=== Supplied passage ===

Michiel: Yeah, I understand what you're trying to say, but the way I look at it is as follows. My whole life, I've been looking at global opportunities when looking for investments. And the trick is not to try to know a little about a lot of companies, but to know a lot about a few companies. So it's very much targeting what you're looking for. And then further to what you mentioned from the poll. So I think some people are aware of some of the dynamics that we're touching upon, in some of the countries. And China is, of course, the clear case in point. But it's also about all the other countries that are showing similar kind of pathways and in some way mirroring or replicating what we've seen before, but always with a local twist or a local dimension, because, yeah, history repeats itself. But it's always slightly different, right? So it's always the local flavor that determines the outcomes and also makes it very localized markets still. So for us, it's about identifying those companies that have the characteristics that allow them to be successful. And we focus on only that group of companies without trying to follow everything outside of that. So I think, yeah, what we have been trying to do is build our own universe of companies that have all the characteristics to serve that next digital billion of Internet users, because that's what we are principally looking for. And that universe is over 300 companies listed, so not in the VC space. Surely a lot is going on in the VC – the venture capital world – as well. Very interestingly, we're trying to monitor that from a distance. But the opportunity set in the listed space is already very large. And not only in the obvious places, definitely also in the other countries that form the next digital billion.

Erika: Bryan, I know you yourself have a VC background, so that's intriguing that that's the mindset with which you come to this particular strategy. How does that shape your approach?

Bryan: Thanks for mentioning that. It's actually during my experience as a VC that I was able to witness firsthand the amazing change that's happening across the emerging world when it comes to new Internet users and companies that are being created to cater to these new Internet populations. And Michiel mentioned that we monitor very closely what's going on in the VC world, because it's very important to what shapes our publicly listed investment universe in the years to come. And what gives us confidence that many of these countries will be able to produce sustainably many local champions, some of which will be publicly listed in the coming decades, is the sheer amount of innovation that's happening and local VC dollars that are being pumped into these early-stage companies. The number of funding rounds and the total dollar volume overall has been increasing year over year, it doesn't matter what region. It's happening in places like Nigeria, it's happening in places like Indonesia. But in terms of how that background shapes our own investment thesis, one I guess key differentiator as a VC, or at least coming from that background, is just dealing with management and understanding what it takes to be an entrepreneur. It's one thing to look at a Bloomberg screen, you say, OK, stock goes up and down. Big deal. It's another thing to actually build a business. Talk to people, inspire people. Understand how operations work. Get into the deep functioning of a business model and finding that problem-solution fit. And it's that type of mindset that we try to implement when looking at investable opportunities for the strategy.

Erika: You both now refer to local champions, local solutions. Is this, though, necessarily attractive from a sort of a global investment management perspective? I'm just thinking of the scale. Are these local solutions necessarily scalable at a national level? Is that important to you?

=== Material for this task ===

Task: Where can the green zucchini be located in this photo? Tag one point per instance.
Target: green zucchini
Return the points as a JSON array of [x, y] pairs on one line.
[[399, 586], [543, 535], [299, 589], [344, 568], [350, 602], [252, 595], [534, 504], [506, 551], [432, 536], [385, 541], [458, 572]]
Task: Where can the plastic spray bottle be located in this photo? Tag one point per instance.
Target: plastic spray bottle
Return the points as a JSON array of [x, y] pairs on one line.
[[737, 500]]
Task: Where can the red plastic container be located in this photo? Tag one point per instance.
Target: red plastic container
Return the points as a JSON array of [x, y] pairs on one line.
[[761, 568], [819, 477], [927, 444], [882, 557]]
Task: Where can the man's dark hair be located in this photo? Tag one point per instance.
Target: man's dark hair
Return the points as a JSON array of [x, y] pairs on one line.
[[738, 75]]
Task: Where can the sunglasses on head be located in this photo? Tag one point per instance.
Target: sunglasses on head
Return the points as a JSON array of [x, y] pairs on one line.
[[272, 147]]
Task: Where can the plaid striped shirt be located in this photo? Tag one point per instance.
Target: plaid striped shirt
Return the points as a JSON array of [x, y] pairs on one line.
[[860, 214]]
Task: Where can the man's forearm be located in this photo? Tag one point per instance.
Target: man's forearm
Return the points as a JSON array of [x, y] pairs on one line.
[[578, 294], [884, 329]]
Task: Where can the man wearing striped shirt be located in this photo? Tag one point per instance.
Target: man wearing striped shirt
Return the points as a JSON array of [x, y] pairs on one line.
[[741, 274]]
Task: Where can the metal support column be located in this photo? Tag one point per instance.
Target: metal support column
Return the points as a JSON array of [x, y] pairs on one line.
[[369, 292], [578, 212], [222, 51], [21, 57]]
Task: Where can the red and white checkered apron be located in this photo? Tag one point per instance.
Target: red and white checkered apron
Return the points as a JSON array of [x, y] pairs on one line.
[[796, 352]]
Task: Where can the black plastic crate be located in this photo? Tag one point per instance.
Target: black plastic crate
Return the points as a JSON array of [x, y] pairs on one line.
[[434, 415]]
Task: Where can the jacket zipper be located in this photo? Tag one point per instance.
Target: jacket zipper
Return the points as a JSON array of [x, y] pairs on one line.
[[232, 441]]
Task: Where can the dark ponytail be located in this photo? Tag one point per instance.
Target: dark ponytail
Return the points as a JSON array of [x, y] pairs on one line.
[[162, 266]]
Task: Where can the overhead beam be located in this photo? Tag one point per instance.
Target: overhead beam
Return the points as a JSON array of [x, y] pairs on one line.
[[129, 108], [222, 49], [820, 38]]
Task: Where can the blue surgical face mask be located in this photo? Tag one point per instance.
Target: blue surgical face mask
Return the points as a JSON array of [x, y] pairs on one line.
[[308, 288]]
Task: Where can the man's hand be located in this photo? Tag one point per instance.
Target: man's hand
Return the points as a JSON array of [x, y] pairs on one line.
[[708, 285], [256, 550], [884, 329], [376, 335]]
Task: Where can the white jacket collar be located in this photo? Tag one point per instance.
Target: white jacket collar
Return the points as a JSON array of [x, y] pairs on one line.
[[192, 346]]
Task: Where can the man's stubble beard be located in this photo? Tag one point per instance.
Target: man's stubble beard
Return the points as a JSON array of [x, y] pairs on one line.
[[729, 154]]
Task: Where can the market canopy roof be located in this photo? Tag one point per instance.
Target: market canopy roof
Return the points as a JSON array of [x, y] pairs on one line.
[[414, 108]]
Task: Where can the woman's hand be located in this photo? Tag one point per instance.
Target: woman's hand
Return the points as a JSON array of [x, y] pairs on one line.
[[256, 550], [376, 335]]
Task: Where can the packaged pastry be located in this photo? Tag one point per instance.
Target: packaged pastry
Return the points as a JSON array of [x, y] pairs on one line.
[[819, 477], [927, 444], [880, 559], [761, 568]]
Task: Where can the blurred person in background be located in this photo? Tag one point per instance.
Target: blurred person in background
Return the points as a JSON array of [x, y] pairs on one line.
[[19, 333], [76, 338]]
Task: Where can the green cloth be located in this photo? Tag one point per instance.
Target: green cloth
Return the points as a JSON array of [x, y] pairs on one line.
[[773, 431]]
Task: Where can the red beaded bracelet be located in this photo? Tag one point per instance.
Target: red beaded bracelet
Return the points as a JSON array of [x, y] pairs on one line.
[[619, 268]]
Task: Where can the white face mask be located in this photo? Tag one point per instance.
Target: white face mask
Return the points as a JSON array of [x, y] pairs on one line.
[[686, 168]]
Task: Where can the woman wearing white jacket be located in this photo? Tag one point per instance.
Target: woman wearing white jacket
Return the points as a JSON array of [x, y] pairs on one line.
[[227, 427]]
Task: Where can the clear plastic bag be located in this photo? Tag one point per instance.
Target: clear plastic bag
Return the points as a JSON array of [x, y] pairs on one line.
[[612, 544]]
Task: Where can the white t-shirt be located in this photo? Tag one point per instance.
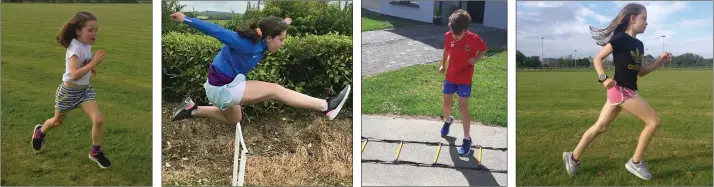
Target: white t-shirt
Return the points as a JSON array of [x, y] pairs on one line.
[[84, 52]]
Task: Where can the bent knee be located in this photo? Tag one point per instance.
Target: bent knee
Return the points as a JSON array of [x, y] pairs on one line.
[[654, 121], [601, 127], [235, 120], [57, 122], [98, 121]]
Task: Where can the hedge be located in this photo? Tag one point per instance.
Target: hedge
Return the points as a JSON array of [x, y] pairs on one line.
[[316, 65]]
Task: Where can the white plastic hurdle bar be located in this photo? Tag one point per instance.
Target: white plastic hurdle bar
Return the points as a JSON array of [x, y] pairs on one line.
[[239, 176]]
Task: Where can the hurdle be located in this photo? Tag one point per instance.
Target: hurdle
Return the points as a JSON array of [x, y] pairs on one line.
[[242, 150]]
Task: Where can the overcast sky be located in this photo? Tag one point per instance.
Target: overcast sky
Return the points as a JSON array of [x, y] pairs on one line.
[[686, 25]]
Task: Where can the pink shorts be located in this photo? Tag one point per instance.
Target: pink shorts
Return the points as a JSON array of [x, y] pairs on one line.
[[618, 94]]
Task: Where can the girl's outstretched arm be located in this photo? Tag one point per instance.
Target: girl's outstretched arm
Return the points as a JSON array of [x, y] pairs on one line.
[[664, 58], [228, 37]]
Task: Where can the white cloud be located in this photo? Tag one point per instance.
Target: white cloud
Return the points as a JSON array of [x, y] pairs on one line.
[[586, 12], [565, 29], [688, 24]]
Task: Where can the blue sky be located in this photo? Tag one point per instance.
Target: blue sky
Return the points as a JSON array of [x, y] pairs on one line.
[[221, 6], [687, 26]]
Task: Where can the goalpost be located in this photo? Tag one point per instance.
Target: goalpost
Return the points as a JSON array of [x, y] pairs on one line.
[[240, 155]]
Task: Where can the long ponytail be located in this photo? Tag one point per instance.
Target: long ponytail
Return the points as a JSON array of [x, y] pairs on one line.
[[617, 25]]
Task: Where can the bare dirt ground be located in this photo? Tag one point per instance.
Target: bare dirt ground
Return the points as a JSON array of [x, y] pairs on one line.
[[296, 149]]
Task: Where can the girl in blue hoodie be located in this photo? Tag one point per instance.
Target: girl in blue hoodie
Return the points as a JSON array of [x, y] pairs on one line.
[[227, 87]]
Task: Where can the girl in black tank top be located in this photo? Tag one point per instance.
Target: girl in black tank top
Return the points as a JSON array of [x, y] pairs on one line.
[[619, 39]]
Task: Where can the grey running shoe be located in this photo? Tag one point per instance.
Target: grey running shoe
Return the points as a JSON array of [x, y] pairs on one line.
[[183, 110], [570, 164], [640, 170], [334, 103]]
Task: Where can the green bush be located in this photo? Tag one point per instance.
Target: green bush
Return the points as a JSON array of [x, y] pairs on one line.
[[168, 25], [309, 17], [316, 65]]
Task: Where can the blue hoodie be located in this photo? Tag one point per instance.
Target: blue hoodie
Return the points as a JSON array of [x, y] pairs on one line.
[[238, 56]]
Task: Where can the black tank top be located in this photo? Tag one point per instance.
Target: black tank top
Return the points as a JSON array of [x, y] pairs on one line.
[[627, 54]]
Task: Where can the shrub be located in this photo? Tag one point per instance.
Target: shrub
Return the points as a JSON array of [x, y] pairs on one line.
[[313, 65]]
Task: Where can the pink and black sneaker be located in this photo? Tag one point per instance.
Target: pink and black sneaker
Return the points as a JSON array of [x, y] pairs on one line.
[[37, 137], [183, 111], [334, 103]]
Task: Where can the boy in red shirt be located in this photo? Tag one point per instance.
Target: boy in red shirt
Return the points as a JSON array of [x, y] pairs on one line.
[[463, 49]]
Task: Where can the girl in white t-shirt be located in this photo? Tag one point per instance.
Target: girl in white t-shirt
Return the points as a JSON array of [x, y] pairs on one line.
[[75, 91]]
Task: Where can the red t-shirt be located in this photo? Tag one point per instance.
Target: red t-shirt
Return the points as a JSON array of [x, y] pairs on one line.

===

To be done:
**A.** Answer these questions about the conversation on emerging-market investing:
(i) What country does Michiel call the clear case in point?
(ii) How many listed companies does Michiel say are in the universe they have built?
(iii) What two countries does Bryan name as places where VC funding activity is happening?
**B.** Scale the data rows from the start of the rows up to and including the line with "[[737, 500]]". Copy those lines, requests included, and multiply every point coordinate in the answers by 1.5, rounding to whole numbers with halves rounded up. Give only those lines.

Exercise solutions:
**A.**
(i) China
(ii) Over 300
(iii) Nigeria and Indonesia

**B.**
Task: Where can the green zucchini be located in this photo? Tag one point per instance.
Target: green zucchini
Return the points as a JSON array of [x, y] pairs on one line.
[[599, 879], [815, 803], [449, 884], [516, 852], [525, 903], [378, 893], [801, 756], [759, 827], [648, 804], [578, 812], [687, 858]]
Task: Where can the plastic spray bottle be located in this photo? Tag one point per instance.
Target: plastic spray bottle
Return the points as a JSON array of [x, y] pairs on one line.
[[1106, 750]]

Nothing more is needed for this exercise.